#### STATED TASK
Reproduce the notebook code starting at "## pipeline system" and ending at "TrainTestSplitter, DigitReplacer, LinkReplacer)", swapping every "hatstall" for "mylib".

#### PROVIDED PASSAGE
..............................

In [1]:
%load_ext autoreload
%autoreload 2
import sys
sys.path.insert(0, '../')

## pipeline system

In [341]:
from sklearn.linear_model import LogisticRegression
from sklearn.feature_extraction.text import TfidfVectorizer
from sklearn.pipeline import Pipeline as ModelPipeline, FeatureUnion
from sklearn.preprocessing import StandardScaler, MinMaxScaler

from hatstall.pipes import Pipeline as CustomPipeline, PipelineSystem
from hatstall.pipes.engineer import PostsJoiner, AverageWordCalculator, Debugger
from hatstall.pipes.model import Evaluator, TestDataTokenChecker
from hatstall.pipes.loader import PersonalityPostLoader
from hatstall.pipes.preparator import (
    PostsSplitter, EvenlyDistributor, TrainTestSplitter, DigitReplacer, LinkReplacer)

In [342]:
PreparationPipeline = CustomPipeline
EvaluationPipeline = CustomPipeline

psystem = PipelineSystem([
    ('preperation', PreparationPipeline([
        ('loader', PersonalityPostLoader),
        ('splitter', PostsSplitter),
        ('evenfier', EvenlyDistributor),
        ('traintest', TrainTestSplitter)
    ])),
    ('modelling', ModelPipeline([
        ('joiner', PostsJoiner()),
        ('vect', TfidfVectorizer(max_df=0.8, min_df=0.)),
        ('log', LogisticRegression(random_state=123)),
    ])),
    ('evaluation', EvaluationPipeline([
        ('eval', Evaluator)
    ]))
], mode='train_test')
psystem.run()

TypeError: 'tuple' object is not callable

In [359]:
# PreparationPipeline = CustomPipeline
EvaluationPipeline = CustomPipeline

psystem = PipelineSystem([
    ('preperation', PreparationPipeline([
        ('loader', PersonalityPostLoader),
        ('splitter', PostsSplitter),
        ('digit', DigitReplacer),
        ('link', LinkReplacer), 
        ('evenfier', EvenlyDistributor),
        ('traintest', TrainTestSplitter)

..............................

#### GIVEN INFORMATION

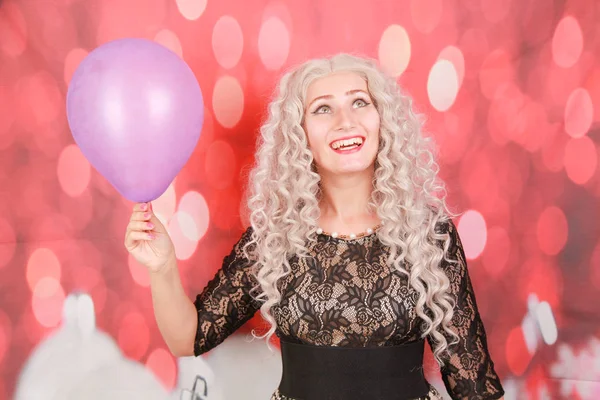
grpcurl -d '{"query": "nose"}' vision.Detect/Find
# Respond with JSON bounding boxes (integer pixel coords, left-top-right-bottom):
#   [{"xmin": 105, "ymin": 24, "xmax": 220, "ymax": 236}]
[{"xmin": 336, "ymin": 107, "xmax": 356, "ymax": 130}]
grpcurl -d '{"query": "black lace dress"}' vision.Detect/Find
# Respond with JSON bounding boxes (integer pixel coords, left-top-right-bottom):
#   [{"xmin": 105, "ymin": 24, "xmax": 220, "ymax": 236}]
[{"xmin": 194, "ymin": 222, "xmax": 504, "ymax": 400}]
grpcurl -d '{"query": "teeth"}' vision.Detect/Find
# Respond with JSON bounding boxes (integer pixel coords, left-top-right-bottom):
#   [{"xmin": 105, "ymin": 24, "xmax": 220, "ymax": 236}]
[{"xmin": 331, "ymin": 137, "xmax": 363, "ymax": 150}]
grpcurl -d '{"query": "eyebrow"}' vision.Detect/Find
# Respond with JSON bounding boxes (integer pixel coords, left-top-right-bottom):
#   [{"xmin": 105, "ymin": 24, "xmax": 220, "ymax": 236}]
[{"xmin": 306, "ymin": 89, "xmax": 369, "ymax": 108}]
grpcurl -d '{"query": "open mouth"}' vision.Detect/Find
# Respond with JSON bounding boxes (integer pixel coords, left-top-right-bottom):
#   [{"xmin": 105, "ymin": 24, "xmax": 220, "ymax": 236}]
[{"xmin": 329, "ymin": 136, "xmax": 365, "ymax": 153}]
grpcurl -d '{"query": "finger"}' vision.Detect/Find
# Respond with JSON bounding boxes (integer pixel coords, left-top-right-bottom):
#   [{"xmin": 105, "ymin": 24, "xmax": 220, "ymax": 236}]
[
  {"xmin": 125, "ymin": 231, "xmax": 156, "ymax": 248},
  {"xmin": 133, "ymin": 203, "xmax": 151, "ymax": 212},
  {"xmin": 130, "ymin": 211, "xmax": 153, "ymax": 221},
  {"xmin": 127, "ymin": 221, "xmax": 156, "ymax": 232}
]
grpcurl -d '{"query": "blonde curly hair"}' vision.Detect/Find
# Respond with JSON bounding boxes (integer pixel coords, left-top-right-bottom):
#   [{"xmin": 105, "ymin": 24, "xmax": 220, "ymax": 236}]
[{"xmin": 244, "ymin": 54, "xmax": 458, "ymax": 366}]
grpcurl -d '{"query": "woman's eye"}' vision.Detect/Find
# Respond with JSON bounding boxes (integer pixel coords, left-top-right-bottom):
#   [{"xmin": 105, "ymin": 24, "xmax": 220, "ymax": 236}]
[
  {"xmin": 313, "ymin": 105, "xmax": 331, "ymax": 114},
  {"xmin": 354, "ymin": 99, "xmax": 369, "ymax": 107}
]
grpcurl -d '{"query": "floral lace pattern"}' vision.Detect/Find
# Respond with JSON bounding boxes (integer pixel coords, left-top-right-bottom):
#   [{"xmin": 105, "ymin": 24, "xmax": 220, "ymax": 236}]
[
  {"xmin": 194, "ymin": 222, "xmax": 504, "ymax": 399},
  {"xmin": 270, "ymin": 385, "xmax": 443, "ymax": 400}
]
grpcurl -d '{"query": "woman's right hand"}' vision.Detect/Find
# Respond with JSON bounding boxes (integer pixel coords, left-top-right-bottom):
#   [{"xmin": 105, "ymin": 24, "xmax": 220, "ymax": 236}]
[{"xmin": 125, "ymin": 202, "xmax": 175, "ymax": 272}]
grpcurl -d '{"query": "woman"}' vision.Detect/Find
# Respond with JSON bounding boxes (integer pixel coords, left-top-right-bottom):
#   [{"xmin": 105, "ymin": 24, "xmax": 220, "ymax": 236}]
[{"xmin": 125, "ymin": 54, "xmax": 504, "ymax": 400}]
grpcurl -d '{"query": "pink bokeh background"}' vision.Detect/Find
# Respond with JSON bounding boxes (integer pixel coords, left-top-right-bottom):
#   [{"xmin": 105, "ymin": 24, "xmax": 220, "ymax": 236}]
[{"xmin": 0, "ymin": 0, "xmax": 600, "ymax": 399}]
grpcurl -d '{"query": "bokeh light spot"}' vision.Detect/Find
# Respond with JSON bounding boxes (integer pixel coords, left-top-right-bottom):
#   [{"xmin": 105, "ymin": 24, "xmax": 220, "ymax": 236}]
[
  {"xmin": 154, "ymin": 29, "xmax": 183, "ymax": 58},
  {"xmin": 438, "ymin": 46, "xmax": 465, "ymax": 87},
  {"xmin": 536, "ymin": 206, "xmax": 569, "ymax": 256},
  {"xmin": 427, "ymin": 60, "xmax": 458, "ymax": 112},
  {"xmin": 565, "ymin": 88, "xmax": 600, "ymax": 138},
  {"xmin": 457, "ymin": 210, "xmax": 487, "ymax": 260},
  {"xmin": 212, "ymin": 76, "xmax": 244, "ymax": 128},
  {"xmin": 57, "ymin": 144, "xmax": 91, "ymax": 197},
  {"xmin": 179, "ymin": 190, "xmax": 210, "ymax": 241},
  {"xmin": 176, "ymin": 0, "xmax": 206, "ymax": 21},
  {"xmin": 212, "ymin": 15, "xmax": 244, "ymax": 69},
  {"xmin": 146, "ymin": 348, "xmax": 177, "ymax": 390},
  {"xmin": 31, "ymin": 276, "xmax": 65, "ymax": 328},
  {"xmin": 25, "ymin": 248, "xmax": 61, "ymax": 291},
  {"xmin": 258, "ymin": 17, "xmax": 290, "ymax": 71},
  {"xmin": 204, "ymin": 140, "xmax": 237, "ymax": 189},
  {"xmin": 378, "ymin": 25, "xmax": 411, "ymax": 77},
  {"xmin": 564, "ymin": 136, "xmax": 598, "ymax": 185},
  {"xmin": 552, "ymin": 15, "xmax": 583, "ymax": 68}
]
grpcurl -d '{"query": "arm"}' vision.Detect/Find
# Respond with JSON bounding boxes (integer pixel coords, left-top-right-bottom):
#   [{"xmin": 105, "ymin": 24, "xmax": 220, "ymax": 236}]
[
  {"xmin": 150, "ymin": 259, "xmax": 198, "ymax": 357},
  {"xmin": 150, "ymin": 229, "xmax": 260, "ymax": 357},
  {"xmin": 188, "ymin": 228, "xmax": 260, "ymax": 356},
  {"xmin": 428, "ymin": 221, "xmax": 504, "ymax": 400}
]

..............................

#### EXERCISE OUTPUT
## pipeline system

In [341]:
from sklearn.linear_model import LogisticRegression
from sklearn.feature_extraction.text import TfidfVectorizer
from sklearn.pipeline import Pipeline as ModelPipeline, FeatureUnion
from sklearn.preprocessing import StandardScaler, MinMaxScaler

from mylib.pipes import Pipeline as CustomPipeline, PipelineSystem
from mylib.pipes.engineer import PostsJoiner, AverageWordCalculator, Debugger
from mylib.pipes.model import Evaluator, TestDataTokenChecker
from mylib.pipes.loader import PersonalityPostLoader
from mylib.pipes.preparator import (
    PostsSplitter, EvenlyDistributor, TrainTestSplitter, DigitReplacer, LinkReplacer)